= Task A =
Revise the part of the battle account that opens with the words "Airstrikes were brought" and closes with "were still intact.", replacing "high explosive rounds" with "HE rounds".
= Task B =
Write what comes next in the battle account, picking up after its final sentence.

= Passage provided =
+++

Company A reported that the VC had penetrated the northern perimeter. Ten minutes later an M45 Quadmount machine gun located there was hit by RPG-2 rounds and overrun. As the attacking VC reached the weapon and attempted to turn it on the Americans, the gun was blown apart by a round from a 105 mm howitzer crew from their position 75 m away. By 08:40 the Americans on the northeastern, eastern and southeastern perimeter had withdrawn to a secondary defensive line around the artillery. The northern, western and southern defenders were managing to hold despite large numbers of VC who had come within 15 m from the defensive positions, and within hand grenade range of the battalion command post and only 5 m from the battalion aid station. The howitzers, now depressed to almost zero elevation, began firing beehive rounds into the VC at point-blank range. Each round had 8,000 finned steel missiles directed at their target.

Airstrikes were brought in within 50 m of their compatriots and supporting artillery pounded areas around the perimeter to stop the VC. When the artillerymen had exhausted their supply of beehive rounds, they began to fire high explosive rounds at point-blank range. By 09:00 the northern, western, and southern sectors of the perimeter were holding despite ongoing VC pressure. The positions on the east had withdrawn inwards, but were still intact.

The 3rd Brigade headquarters had already alerted its other units conducting operations to the west. They were the 2/12th Infantry, the 2/22nd Infantry (Mechanized), and the 2nd Battalion, 34th Armor Regiment. When word of the attack reached these forces, they returned immediately to base. The 2/12th Infantry moved from the northwest and the mechanized infantry and armor battalions moved from the southwest until they reached the stream, where they were held up while finding a feasible crossing site, of which there was only one.

At 09:00 the relief column from the 2/12th Infantry broke through the VC and linked up with the depleted Company B. With the replenished forces and firepower, the two units were able to counterattack to the east and reestablish the original perimeter. The VC continued attacking, using wounded soldiers who had been bandaged earlier in the same battle. The Americans reported that they were advancing, even though some could not walk and had to be carried into offensive positions by colleagues.

+++

= Entries shown =
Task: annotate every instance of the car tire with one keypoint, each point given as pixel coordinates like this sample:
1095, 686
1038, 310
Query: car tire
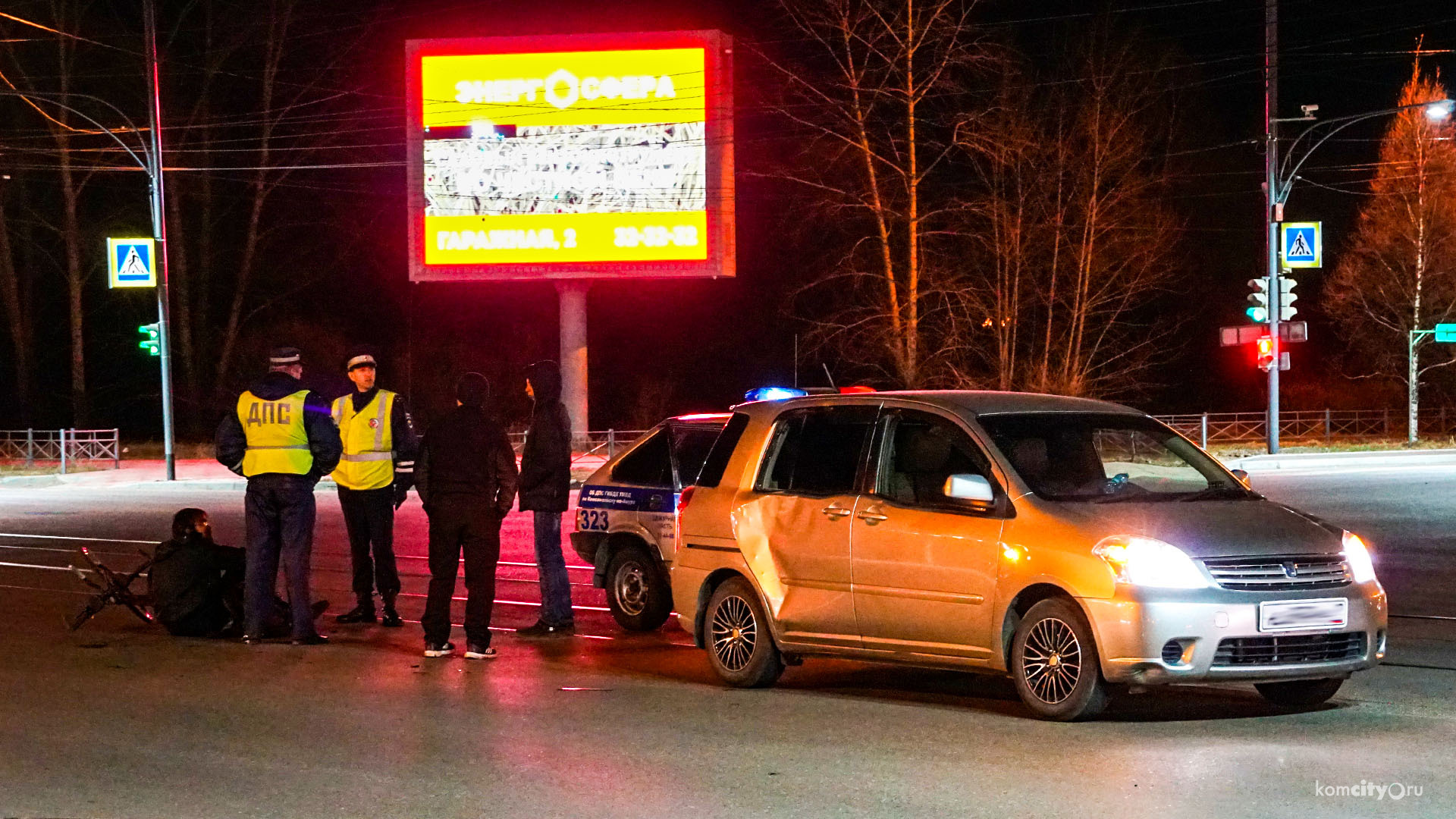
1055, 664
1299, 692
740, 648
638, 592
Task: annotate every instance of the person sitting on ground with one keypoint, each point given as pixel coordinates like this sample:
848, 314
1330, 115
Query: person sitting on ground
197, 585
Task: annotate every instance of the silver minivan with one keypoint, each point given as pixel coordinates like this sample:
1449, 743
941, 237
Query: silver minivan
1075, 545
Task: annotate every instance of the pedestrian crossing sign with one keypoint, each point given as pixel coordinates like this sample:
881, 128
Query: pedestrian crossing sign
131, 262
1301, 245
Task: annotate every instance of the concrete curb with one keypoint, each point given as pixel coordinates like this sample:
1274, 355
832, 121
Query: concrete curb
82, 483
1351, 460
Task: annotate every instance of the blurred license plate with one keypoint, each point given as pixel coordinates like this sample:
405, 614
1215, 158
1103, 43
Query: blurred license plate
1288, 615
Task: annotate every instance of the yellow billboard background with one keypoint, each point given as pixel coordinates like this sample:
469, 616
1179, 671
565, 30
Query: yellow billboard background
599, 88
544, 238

+++

= Written reply A =
Airstrikes were brought in within 50 m of their compatriots and supporting artillery pounded areas around the perimeter to stop the VC. When the artillerymen had exhausted their supply of beehive rounds, they began to fire HE rounds at point-blank range. By 09:00 the northern, western, and southern sectors of the perimeter were holding despite ongoing VC pressure. The positions on the east had withdrawn inwards, but were still intact.

= Written reply B =
Twelve minutes after the first US relief unit arrived, the mechanized infantry and armor column broke through the jungle from the southwest to reinforce the American defenders. With their 90 mm guns firing canister rounds and machine guns raking the VC, they moved into the advancing VC, cutting them down and forcing them to withdraw. By 09:30 the base perimeter had been re-secured and thirty minutes later, helicopters had arrived to evacuate the wounded Americans. By 10:45 the battle was over, except for various armored cars and tanks that pursued the retreating VC, who were also targeted with artillery and air strikes. This continued until noon.

== Aftermath ==
The Americans claimed 647 Viet Cong casualties, took seven prisoners and 65 crew-served and 94 individual weapons. Of the weapons captured, fifty were RPG-2 rocket launchers. The Americans lost 36 killed and 190 wounded.

Documents captured in the area showed that intensive planning had been made by the VC before the attack. The attacking force was identified by the Americans as the 272nd Regiment of the 9th Division, and elements of U-80 Artillery. The 272nd was considered by the Americans to be one of the best organized and equipped VC units and was one of the few that dared to make daylight attacks.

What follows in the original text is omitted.